What this task involves = Please rescale the listing below by copying every line, but multiply each bounding-box coordinate given as an answer by 0.4 and round it to a whole number, with halves rounding up. Keep the numbers in the note lines and their sample box unchanged, and leave the pictures out.

[Entries taken from a collection]
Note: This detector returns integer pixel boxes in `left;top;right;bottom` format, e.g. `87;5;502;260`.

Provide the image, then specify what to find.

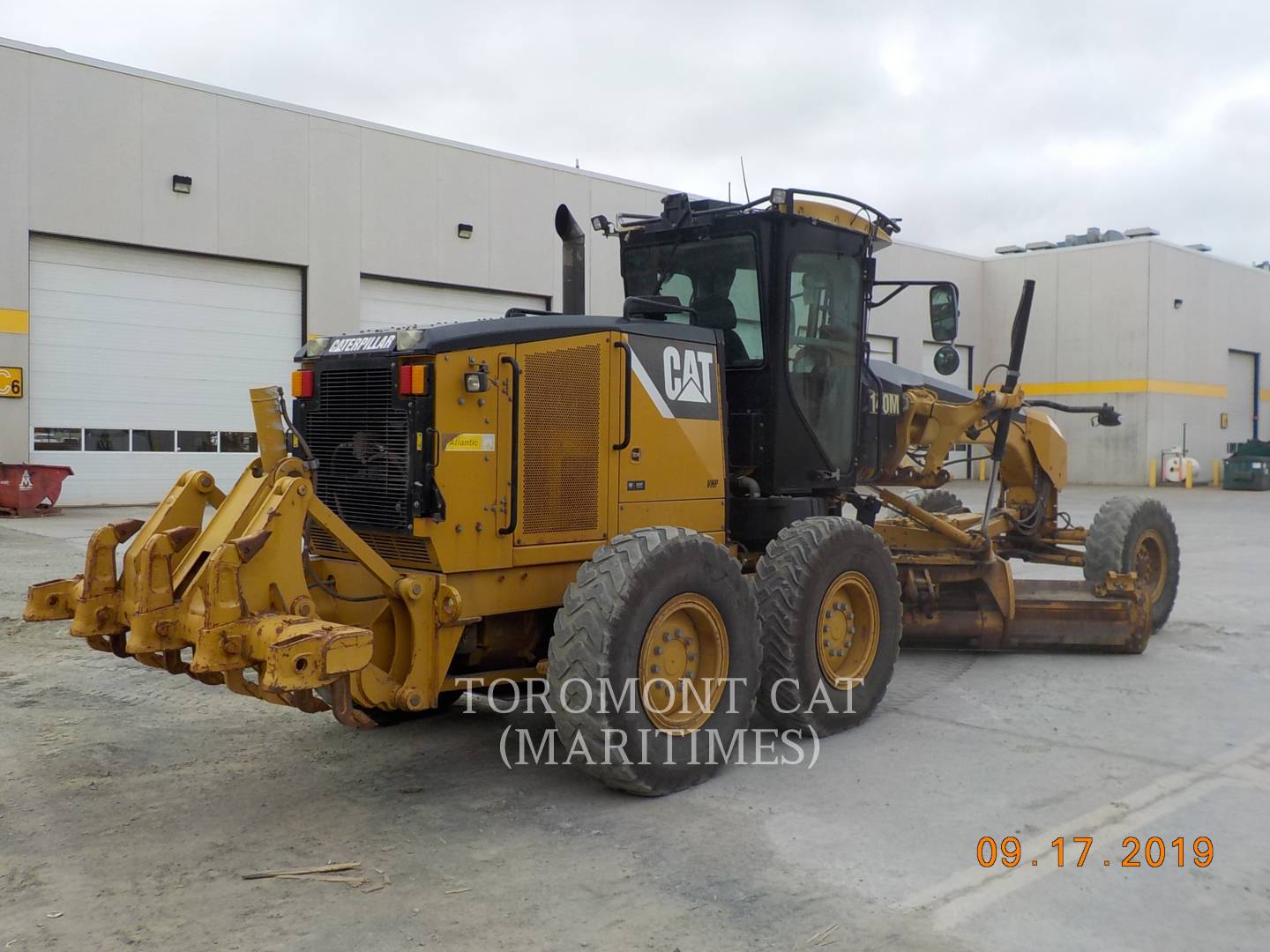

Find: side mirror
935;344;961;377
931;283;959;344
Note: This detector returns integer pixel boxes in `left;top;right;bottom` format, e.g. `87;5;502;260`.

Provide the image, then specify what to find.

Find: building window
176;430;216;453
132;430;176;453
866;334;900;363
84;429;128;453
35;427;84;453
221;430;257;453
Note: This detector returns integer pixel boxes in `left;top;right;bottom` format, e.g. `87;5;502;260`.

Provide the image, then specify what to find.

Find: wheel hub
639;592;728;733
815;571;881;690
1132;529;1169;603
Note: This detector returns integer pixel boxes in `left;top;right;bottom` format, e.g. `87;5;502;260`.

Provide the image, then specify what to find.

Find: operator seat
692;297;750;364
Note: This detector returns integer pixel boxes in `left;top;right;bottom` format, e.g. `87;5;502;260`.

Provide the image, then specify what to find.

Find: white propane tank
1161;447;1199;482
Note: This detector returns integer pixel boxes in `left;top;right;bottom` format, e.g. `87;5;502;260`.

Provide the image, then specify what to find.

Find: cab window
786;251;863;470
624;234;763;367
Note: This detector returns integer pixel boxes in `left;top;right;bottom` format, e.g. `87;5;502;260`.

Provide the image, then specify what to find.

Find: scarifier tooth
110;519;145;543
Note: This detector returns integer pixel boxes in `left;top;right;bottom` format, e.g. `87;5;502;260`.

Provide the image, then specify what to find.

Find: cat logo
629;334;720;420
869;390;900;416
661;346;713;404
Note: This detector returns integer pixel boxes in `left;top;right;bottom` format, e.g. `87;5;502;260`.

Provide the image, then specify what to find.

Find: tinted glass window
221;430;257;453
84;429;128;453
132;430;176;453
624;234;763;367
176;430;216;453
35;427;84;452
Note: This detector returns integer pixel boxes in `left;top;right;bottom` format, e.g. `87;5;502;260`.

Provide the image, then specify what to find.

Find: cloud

Task result =
Note: This detector returns integer pixel boxes in `left;top;right;bottom` format, e.g. `87;5;502;260`.

Provide the image, then specify what to find.


Find: side mirror
374;138;384;151
372;113;384;138
Note: This detector returns integer pixel boxes in `left;top;right;bottom` format, e.g. `87;5;502;260`.

Provide the image, then specify what to find.

Find: building window
70;172;86;181
53;172;70;181
346;134;360;145
34;172;51;181
14;171;34;181
88;172;103;181
Note: This detector returns integer pixel boxes in `left;top;right;bottom` format, e.g. `87;5;502;260`.

Provide the image, then specify what to find.

Find: wheel hub
256;237;291;293
326;228;352;276
453;212;468;241
Note: This detector returns integer pixel boxes in `left;top;right;bottom` format, e.g. `87;5;502;260`.

Provide the image, then specify what to find.

Find: operator seat
277;119;300;146
Note: This detector returns integer pixel boxes in `left;top;right;bottom` format, e.g. `87;5;502;260`.

Provide the image, then specify what to find.

Find: white propane tank
464;179;480;193
Note: This detector returns integer pixel boxes in `left;top;right;bottom` format, e.g. `87;5;502;260`.

Provide the image, then specify what to find.

Find: cab window
314;100;345;188
250;94;305;147
Note: This detector returns integer pixel boxes in `left;top;right;bottom` format, e.g. `87;5;502;260`.

Provide the image, then specify what to find.

Find: scarifier tooth
44;208;58;217
Note: This detector returns integer pixel boxes in `left;top;right;bottom` format, e.g. `87;5;502;260`.

Provide the image, then specify what to find.

Find: cat logo
252;134;288;168
348;156;360;166
264;138;285;162
Note: This detector returns integer pixel boxes in `left;top;right;bottom` format, e.g. `87;5;502;260`.

Provide the image, then specify what to find.

Find: tinted glass window
88;172;103;181
34;172;51;181
53;172;70;181
250;94;305;147
70;172;86;181
14;171;34;181
Note: This detector returns integer pixel boxes in `left;top;right;bottom` format, e.g. `87;5;502;260`.

Provide the image, then specify what to find.

Find: cloud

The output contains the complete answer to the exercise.